## RECORD EXTRACTS
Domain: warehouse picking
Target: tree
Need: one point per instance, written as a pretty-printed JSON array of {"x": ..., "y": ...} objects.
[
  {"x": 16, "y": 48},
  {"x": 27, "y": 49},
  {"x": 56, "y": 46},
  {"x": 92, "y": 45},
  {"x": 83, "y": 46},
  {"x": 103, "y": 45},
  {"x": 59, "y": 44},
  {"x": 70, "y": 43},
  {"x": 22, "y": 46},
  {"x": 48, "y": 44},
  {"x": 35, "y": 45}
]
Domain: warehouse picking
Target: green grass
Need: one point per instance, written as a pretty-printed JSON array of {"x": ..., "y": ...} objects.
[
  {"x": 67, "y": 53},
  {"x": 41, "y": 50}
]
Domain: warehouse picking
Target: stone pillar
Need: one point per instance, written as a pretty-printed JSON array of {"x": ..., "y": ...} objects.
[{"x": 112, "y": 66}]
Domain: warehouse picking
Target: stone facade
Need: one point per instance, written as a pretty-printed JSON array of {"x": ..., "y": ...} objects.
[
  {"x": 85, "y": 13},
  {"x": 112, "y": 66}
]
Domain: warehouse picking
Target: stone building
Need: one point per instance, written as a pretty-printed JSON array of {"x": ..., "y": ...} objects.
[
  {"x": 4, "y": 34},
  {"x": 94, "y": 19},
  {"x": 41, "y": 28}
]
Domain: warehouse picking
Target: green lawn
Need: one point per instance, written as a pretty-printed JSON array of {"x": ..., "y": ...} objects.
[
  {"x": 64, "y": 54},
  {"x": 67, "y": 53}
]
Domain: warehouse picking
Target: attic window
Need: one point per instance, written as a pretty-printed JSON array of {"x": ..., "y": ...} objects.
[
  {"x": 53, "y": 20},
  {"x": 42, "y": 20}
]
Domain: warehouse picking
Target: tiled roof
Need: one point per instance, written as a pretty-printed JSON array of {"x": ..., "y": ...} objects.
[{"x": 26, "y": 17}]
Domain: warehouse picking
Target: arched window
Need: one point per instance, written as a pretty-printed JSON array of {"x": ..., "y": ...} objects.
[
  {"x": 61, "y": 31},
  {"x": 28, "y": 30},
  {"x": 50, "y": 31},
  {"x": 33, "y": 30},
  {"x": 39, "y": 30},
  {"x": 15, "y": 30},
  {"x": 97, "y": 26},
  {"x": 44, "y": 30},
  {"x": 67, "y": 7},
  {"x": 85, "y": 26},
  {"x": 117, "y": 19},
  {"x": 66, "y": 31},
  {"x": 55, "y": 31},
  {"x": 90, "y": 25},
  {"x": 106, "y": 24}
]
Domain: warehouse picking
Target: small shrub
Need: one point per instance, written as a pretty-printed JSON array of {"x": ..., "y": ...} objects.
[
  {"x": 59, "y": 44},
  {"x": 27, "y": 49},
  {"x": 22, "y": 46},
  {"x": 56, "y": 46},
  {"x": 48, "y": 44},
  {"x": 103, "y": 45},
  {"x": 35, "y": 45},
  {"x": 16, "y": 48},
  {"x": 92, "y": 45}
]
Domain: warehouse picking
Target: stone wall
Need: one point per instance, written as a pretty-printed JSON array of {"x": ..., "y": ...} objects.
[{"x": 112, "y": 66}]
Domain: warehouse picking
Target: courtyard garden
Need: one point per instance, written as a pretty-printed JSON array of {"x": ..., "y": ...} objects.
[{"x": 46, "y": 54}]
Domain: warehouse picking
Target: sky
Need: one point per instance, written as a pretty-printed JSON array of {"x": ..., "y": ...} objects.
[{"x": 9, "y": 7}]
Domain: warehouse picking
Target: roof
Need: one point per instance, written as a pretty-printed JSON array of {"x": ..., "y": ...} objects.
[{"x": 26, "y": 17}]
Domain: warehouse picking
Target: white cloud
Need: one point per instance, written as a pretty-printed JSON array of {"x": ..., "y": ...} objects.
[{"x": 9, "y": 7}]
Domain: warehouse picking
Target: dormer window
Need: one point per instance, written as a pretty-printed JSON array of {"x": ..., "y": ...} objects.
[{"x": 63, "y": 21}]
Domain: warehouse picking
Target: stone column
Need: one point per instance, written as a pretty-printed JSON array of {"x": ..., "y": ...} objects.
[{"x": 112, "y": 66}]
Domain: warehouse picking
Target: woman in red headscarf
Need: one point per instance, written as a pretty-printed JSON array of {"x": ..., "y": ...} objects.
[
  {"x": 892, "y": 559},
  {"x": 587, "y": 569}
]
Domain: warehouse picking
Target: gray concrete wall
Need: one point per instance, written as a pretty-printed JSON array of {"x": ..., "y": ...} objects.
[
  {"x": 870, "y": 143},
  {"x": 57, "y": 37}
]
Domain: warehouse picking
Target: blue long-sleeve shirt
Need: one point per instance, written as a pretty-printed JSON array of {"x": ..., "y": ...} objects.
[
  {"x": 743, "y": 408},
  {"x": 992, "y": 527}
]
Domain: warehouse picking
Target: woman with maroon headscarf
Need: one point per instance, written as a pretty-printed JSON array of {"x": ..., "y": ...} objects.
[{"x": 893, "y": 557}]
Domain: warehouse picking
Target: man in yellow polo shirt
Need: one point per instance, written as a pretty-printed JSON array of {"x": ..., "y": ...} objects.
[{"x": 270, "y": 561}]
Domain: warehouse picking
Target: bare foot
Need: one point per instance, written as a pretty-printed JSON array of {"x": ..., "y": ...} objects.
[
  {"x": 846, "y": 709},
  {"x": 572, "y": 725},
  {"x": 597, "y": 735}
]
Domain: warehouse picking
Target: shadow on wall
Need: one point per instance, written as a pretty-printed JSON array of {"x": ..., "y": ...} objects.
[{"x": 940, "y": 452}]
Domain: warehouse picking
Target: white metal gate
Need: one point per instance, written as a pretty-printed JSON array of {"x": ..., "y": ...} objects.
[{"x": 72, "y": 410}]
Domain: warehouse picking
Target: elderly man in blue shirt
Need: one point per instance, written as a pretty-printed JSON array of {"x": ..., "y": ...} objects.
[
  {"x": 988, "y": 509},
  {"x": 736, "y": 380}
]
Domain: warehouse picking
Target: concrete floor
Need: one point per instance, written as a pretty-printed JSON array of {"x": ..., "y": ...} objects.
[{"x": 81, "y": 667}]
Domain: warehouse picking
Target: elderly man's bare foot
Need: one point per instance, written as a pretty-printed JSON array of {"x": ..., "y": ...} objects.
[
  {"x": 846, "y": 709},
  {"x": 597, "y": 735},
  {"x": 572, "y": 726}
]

## WHAT YOU ARE ASKED TO DO
Word for word, quote all of the data above.

## RESPONSE
Domain: warehouse picking
Target: tree
Need: one point per instance, written as a pretty-printed JSON array of {"x": ..., "y": ...} objects.
[
  {"x": 16, "y": 48},
  {"x": 27, "y": 49},
  {"x": 56, "y": 46},
  {"x": 92, "y": 45},
  {"x": 83, "y": 46},
  {"x": 103, "y": 45},
  {"x": 59, "y": 44},
  {"x": 70, "y": 43},
  {"x": 22, "y": 46},
  {"x": 48, "y": 44},
  {"x": 35, "y": 45}
]
Domain: warehouse picking
Target: green grass
Need: one point per instance, written as a pretty-printed JSON array of {"x": ..., "y": ...} objects.
[
  {"x": 67, "y": 53},
  {"x": 41, "y": 50}
]
Domain: warehouse picking
Target: stone pillar
Need: one point per instance, written as a pretty-printed JSON array of {"x": ..., "y": ...} objects.
[{"x": 112, "y": 66}]
Domain: warehouse picking
Target: stone facade
Need: one point per instance, written as a pretty-printed JSON array of {"x": ..., "y": ...} objects.
[
  {"x": 85, "y": 13},
  {"x": 112, "y": 66}
]
Domain: warehouse picking
Target: stone building
Need: one point per instance, written as a pretty-printed JSON array of {"x": ..., "y": ...} objects.
[
  {"x": 4, "y": 34},
  {"x": 94, "y": 19},
  {"x": 41, "y": 28}
]
Domain: warehouse picking
Target: green lawn
Need: one point per instance, written as a pretty-printed JSON array of {"x": ..., "y": ...} objects.
[
  {"x": 64, "y": 54},
  {"x": 67, "y": 53}
]
Domain: warehouse picking
Target: attic window
Need: one point per instance, written as a pretty-printed JSON array of {"x": ..., "y": ...} objects.
[
  {"x": 53, "y": 20},
  {"x": 42, "y": 20}
]
Domain: warehouse picking
Target: tiled roof
Need: one point per instance, written as a pretty-printed JSON array of {"x": ..., "y": ...} objects.
[{"x": 26, "y": 17}]
Domain: warehouse picking
Target: arched window
Need: one point per instance, written as a pretty-printed JSON array of {"x": ..., "y": ...} objects.
[
  {"x": 61, "y": 31},
  {"x": 28, "y": 30},
  {"x": 50, "y": 31},
  {"x": 33, "y": 30},
  {"x": 39, "y": 30},
  {"x": 15, "y": 30},
  {"x": 97, "y": 26},
  {"x": 44, "y": 30},
  {"x": 67, "y": 7},
  {"x": 85, "y": 26},
  {"x": 117, "y": 19},
  {"x": 66, "y": 31},
  {"x": 55, "y": 31},
  {"x": 90, "y": 25},
  {"x": 106, "y": 24}
]
Domain: warehouse picking
Target: small shrub
Need: one point per instance, written as a pretty-printed JSON array of {"x": ..., "y": ...} objects.
[
  {"x": 59, "y": 44},
  {"x": 27, "y": 49},
  {"x": 22, "y": 46},
  {"x": 56, "y": 46},
  {"x": 48, "y": 44},
  {"x": 103, "y": 45},
  {"x": 35, "y": 45},
  {"x": 16, "y": 48},
  {"x": 92, "y": 45}
]
Domain: warehouse picking
Target: stone wall
Need: one point per instance, written as a pretty-printed JSON array of {"x": ..., "y": ...} objects.
[{"x": 112, "y": 66}]
Domain: warehouse picking
Target: courtyard garden
Need: one point per instance, written as a pretty-printed JSON array of {"x": ..., "y": ...} objects.
[{"x": 46, "y": 54}]
Domain: warehouse picking
Target: sky
Need: one point per instance, written as a pretty-printed JSON array of {"x": ..., "y": ...} objects.
[{"x": 9, "y": 7}]
Domain: warehouse picking
Target: roof
Need: one point per instance, written as a pretty-printed JSON array of {"x": ..., "y": ...} objects.
[{"x": 26, "y": 17}]
Domain: warehouse picking
Target: white cloud
Need: one point per instance, written as a pretty-printed JSON array of {"x": ..., "y": ...} objects.
[{"x": 9, "y": 7}]
Domain: warehouse picking
Target: dormer window
Need: one point per instance, written as a pretty-printed JSON array of {"x": ..., "y": ...} objects.
[{"x": 63, "y": 21}]
Domain: warehouse picking
Target: stone column
Need: one point per instance, written as a pretty-printed JSON array of {"x": ..., "y": ...} objects.
[{"x": 112, "y": 66}]
Domain: warehouse picking
Target: woman in red headscarf
Need: one point per instance, written as a pretty-printed JSON array of {"x": ..., "y": ...} objects.
[
  {"x": 892, "y": 559},
  {"x": 587, "y": 569}
]
Domain: warehouse picking
Target: gray concrete wall
Need: one point per instance, written as a pretty-printed JSON array of {"x": ..., "y": ...} objects.
[
  {"x": 870, "y": 143},
  {"x": 57, "y": 37}
]
Domain: warehouse picking
Target: blue long-sleeve shirt
Need: one point per instance, written as a pretty-printed JSON array of {"x": ..., "y": ...} objects.
[
  {"x": 743, "y": 408},
  {"x": 992, "y": 527}
]
Domain: warehouse picking
Target: woman with maroon headscarf
Need: one point per instance, written as a pretty-printed JSON array of {"x": ..., "y": ...} objects.
[{"x": 893, "y": 557}]
Domain: warehouse picking
Target: man in yellow polo shirt
Need: one point per instance, written as a pretty-printed JSON array of {"x": ..., "y": ...} objects.
[{"x": 270, "y": 561}]
Domain: warehouse picking
Target: bare foot
Need: one point per instance, written as a pretty-printed JSON array of {"x": ..., "y": ...} objects.
[
  {"x": 846, "y": 709},
  {"x": 572, "y": 725},
  {"x": 597, "y": 735}
]
Domain: warehouse picking
Target: shadow on wall
Need: one point per instance, written as a pretty-printed JSON array of {"x": ..., "y": ...} objects.
[{"x": 940, "y": 452}]
Domain: warehouse picking
Target: white metal gate
Need: one point per instance, written as a pretty-printed JSON array of {"x": ..., "y": ...} objects.
[{"x": 72, "y": 410}]
Domain: warehouse picking
Target: elderly man in blue shirt
Need: one point per instance, written as a pretty-printed JSON array of {"x": ..., "y": ...} objects.
[
  {"x": 988, "y": 509},
  {"x": 736, "y": 380}
]
Domain: warehouse picking
Target: concrete floor
Need: one point per instance, written as a pretty-printed JSON array of {"x": ..., "y": ...} objects.
[{"x": 81, "y": 667}]
Domain: warehouse picking
Target: elderly man's bare foot
Need: one point per instance, written as a pretty-printed JSON array of {"x": ..., "y": ...} objects.
[
  {"x": 846, "y": 709},
  {"x": 597, "y": 735},
  {"x": 572, "y": 726}
]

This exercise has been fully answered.